• Given text:
• • •

AUSTRALIAN BASKETBALL UNITES TO TACKLE IMPACT OF COVID-19
Basketball Australia, the NBL, WNBL, state associations, associations, clubs and players are coming together to build a comprehensive plan to restart the sport when the threat of COVID-19 eases.
The taskforce will be led by Basketball Australia Chair Ned Coten and the Owner and Executive Chairman of the NBL Larry Kestelman and include prominent members of the basketball and business communities.
Allan Yates, Nicola Ellis, Tony Hallam, Jacob Holmes, Brian Delaney and Jerril Rechter will represent basketball, and they will be joined by independent business figures Ruffy Geminder, Diane Smith-Gander and Rickard Gardell.
Chair of Basketball Australia Ned Coten said: “We are very mindful of the millions of Australians doing it tough and, quite rightly, they are the number one priority to support right now, particularly those who have lost their jobs and are suffering financial hardship.
“Basketball is not immune to the impact of the COVID-19 and, like the rest of the community, we need to do everything we can to get through these challenging times, but also work together to restart the sport when the time is right.
“Basketball is one of Australia’s highest participation sports with over 1.5 million active participants. It is the number one family sport, is incredibly inclusive and diverse and is a source of enjoyment across all levels of the community. Importantly, 38% of our participants are female and we have two of the leading men’s and women’s leagues in the world in the NBL and WNBL.
“The game employs tens of thousands of people across the country and generates significant economic impact as well as a range of health and social benefits for the wider community across both genders and all ages that will be needed more than ever as we recover.”
The Owner and Executive Chairman of the NBL Larry Kestelman said: “Unlike other sports, basketball leagues do not derive the bulk of their revenue from broadcast agreements. With a significant amount of Australian homes now having a basketball hoop in the backyard, the sport can play a crucial role in getting the country active and back to normal, but we need help more than ever.
“Under the restrictions imposed by COVID-19, the sport has come to a standstill for now. This includes not just the NBL and WNBL but also Australia’s premier winter league NBL1, the 3x3Hustle and all community and grassroots leagues right around the country.
“The NBL attracted almost one million people last season and is now widely considered the second- best domestic basketball league in the world after the NBA. We are an entertainment product built for live attendances.
“Unlike other codes, basketball cannot fall back on revenue from television if restrictions are still in place to crowds and would need assistance. We are not seeking special priority, but rather simply asking not to be forgotten to ensure we can continue to deliver the sport that we and so many Australians love.”
The taskforce will consult with all areas of the sport to develop the recovery program for Australian basketball.
Australia’s basketball community has established a taskforce to tackle the challenges from grassroots to elite competitions caused by the ongoing impact of COVID-19.

• • •

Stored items
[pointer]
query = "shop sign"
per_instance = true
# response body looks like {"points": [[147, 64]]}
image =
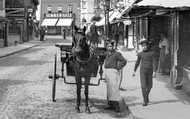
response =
{"points": [[2, 8], [58, 15]]}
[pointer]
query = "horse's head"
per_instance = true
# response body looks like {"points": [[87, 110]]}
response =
{"points": [[81, 48], [80, 38]]}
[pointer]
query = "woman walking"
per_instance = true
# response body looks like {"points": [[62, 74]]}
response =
{"points": [[114, 62]]}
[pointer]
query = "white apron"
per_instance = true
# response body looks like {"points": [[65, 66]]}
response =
{"points": [[112, 77]]}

• • •

• What you need to do:
In the article on Australian basketball and COVID-19, do these agree with the text? (a) Ned Coten and Larry Kestelman will lead the taskforce. (b) Basketball leagues get most of their money from broadcast deals. (c) Half of basketball's participants are female. The stored items aren't needed here.

• Final answer:
(a) Yes: "The taskforce will be led by Basketball Australia Chair Ned Coten and the Owner and Executive Chairman of the NBL Larry Kestelman"
(b) No: "basketball leagues do not derive the bulk of their revenue from broadcast agreements"
(c) No: "38% of our participants are female"